### Belirtilen hedef
Duvarlar ve göç üzerine olan metni iki cümleyle özetleyin.

Duvarların ötesinde
Duvarlar her zaman tek parça ve büyük ölçekli olmak zorunda değil. Bazen parça parça ve küçük boyutlardaki duvarlar da insanı insandan ayırır.
Kemal YILMAZ
…
Ah, önceden fark etmedim örülürken duvarlar.
Ama ne duvarcıların gürültüsü, ne başka ses.
Sezdirmeden, beni dünyanın dışında bıraktılar.
Konstantinos Kavafis (1896)
Emperyalizmin yıllardır Ortadoğu’da sürdürdüğü yağma ve işgal politikalarının ve bölgede yarattığı mezhepsel gerilimlerin dramatik sonuçlarından birisini son günlerde Afganistan örneğinde görüyoruz. Son noktada, ABD ve NATO’nun on yıllardır sürdürdüğü işgallerle bölgede önünü açtığı cihatçı örgütlenmelerden birisi olan Taliban’ın Afganistan iktidarını ele geçirerek, ülkeyi şeriatçı bir rejime hapsetmesiyle birlikte; güvenli ve şeriat kurallarından uzak bir yaşam istemiyle Batı’ya doğru göç etmek isteyen insanlara tanık oluyoruz.

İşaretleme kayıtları
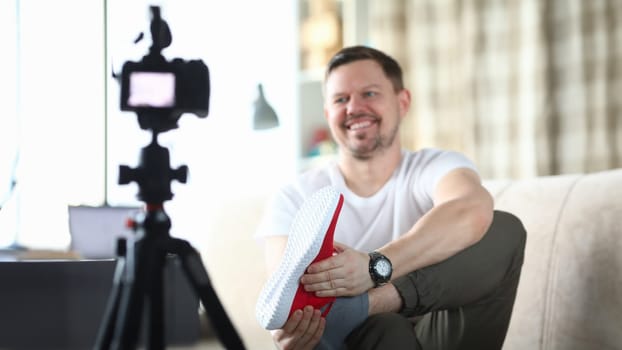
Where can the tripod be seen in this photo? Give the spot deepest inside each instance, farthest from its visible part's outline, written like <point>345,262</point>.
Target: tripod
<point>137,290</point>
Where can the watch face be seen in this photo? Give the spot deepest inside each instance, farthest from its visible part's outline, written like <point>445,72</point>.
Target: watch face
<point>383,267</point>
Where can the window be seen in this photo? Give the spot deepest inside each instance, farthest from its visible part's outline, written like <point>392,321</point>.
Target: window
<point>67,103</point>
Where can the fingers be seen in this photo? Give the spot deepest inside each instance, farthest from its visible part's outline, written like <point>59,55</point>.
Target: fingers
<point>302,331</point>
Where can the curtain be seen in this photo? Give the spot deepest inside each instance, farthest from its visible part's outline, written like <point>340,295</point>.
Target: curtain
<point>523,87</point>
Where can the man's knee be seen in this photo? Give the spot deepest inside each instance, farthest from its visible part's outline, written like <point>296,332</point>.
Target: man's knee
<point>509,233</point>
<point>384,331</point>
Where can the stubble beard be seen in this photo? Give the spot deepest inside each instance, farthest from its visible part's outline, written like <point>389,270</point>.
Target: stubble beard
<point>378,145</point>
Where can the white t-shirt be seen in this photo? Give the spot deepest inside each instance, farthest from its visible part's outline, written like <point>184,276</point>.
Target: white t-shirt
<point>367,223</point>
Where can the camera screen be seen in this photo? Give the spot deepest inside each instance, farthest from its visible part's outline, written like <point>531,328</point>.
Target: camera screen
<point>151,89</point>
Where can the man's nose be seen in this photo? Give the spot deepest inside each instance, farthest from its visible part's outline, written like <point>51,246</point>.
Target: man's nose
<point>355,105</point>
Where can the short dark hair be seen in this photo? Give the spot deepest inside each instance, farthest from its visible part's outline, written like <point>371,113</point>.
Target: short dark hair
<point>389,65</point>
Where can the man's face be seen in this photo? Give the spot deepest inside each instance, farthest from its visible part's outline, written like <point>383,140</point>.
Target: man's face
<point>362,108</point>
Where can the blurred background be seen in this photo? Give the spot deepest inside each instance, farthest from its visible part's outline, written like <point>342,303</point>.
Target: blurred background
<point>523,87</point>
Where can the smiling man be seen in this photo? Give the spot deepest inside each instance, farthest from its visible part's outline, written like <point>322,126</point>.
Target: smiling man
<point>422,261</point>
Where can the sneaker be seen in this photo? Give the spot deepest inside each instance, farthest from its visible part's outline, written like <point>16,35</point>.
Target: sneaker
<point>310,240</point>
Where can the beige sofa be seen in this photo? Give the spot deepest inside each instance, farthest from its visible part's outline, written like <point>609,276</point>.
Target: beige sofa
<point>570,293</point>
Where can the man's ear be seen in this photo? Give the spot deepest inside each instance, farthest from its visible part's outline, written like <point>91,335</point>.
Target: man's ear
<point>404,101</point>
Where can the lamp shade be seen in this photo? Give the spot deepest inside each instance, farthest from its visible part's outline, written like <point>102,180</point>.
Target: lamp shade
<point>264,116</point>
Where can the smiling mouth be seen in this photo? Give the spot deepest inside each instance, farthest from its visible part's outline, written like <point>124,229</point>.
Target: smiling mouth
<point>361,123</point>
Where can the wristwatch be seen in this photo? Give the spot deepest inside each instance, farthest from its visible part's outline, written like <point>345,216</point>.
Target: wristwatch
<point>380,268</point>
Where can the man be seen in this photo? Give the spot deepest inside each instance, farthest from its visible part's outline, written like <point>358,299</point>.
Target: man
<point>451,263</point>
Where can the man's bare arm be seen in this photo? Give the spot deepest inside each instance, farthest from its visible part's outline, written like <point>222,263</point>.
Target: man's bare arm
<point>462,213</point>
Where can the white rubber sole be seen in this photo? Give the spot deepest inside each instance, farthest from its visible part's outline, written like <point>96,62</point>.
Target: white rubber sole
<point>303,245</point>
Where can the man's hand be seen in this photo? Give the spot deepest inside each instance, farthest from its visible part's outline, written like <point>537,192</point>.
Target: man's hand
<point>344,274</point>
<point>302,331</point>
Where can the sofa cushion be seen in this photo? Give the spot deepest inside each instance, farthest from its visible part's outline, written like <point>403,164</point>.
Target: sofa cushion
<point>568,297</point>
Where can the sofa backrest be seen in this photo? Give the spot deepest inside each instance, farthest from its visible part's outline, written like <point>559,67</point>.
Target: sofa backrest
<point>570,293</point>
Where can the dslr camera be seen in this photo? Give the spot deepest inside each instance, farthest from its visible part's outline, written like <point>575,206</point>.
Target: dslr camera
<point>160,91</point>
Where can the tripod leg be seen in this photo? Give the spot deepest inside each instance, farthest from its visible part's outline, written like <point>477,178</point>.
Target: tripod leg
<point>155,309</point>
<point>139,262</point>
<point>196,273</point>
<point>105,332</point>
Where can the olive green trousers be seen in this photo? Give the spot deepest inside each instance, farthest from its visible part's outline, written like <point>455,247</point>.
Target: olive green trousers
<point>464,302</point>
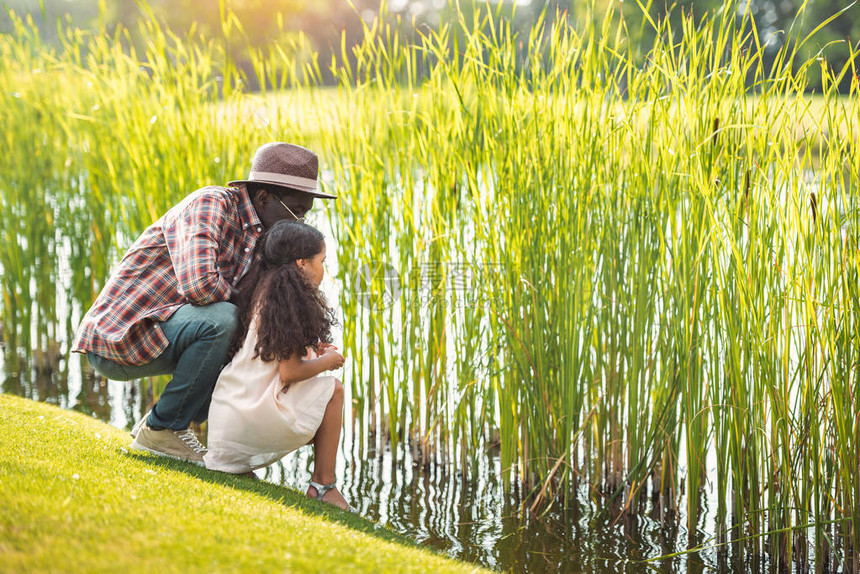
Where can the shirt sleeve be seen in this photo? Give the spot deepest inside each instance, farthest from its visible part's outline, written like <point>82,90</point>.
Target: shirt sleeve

### Yanıt
Metin, duvarların her zaman tek parça ve büyük ölçekli olmadığını, küçük ve parça parça duvarların da insanı insandan ayırdığını söyler ve fark edilmeden örülen duvarların kişiyi dünyanın dışında bıraktığını anlatan Kavafis dizelerine yer verir. Ardından, emperyalizmin Ortadoğu'daki politikalarının dramatik bir sonucu olarak Afganistan'da, ABD ve NATO işgallerinin önünü açtığı Taliban'ın iktidarı ele geçirip ülkeyi şeriatçı bir rejime hapsettiğini ve güvenli, şeriat kurallarından uzak bir yaşam isteyen insanların Batı'ya göç etmek istediğini belirtir.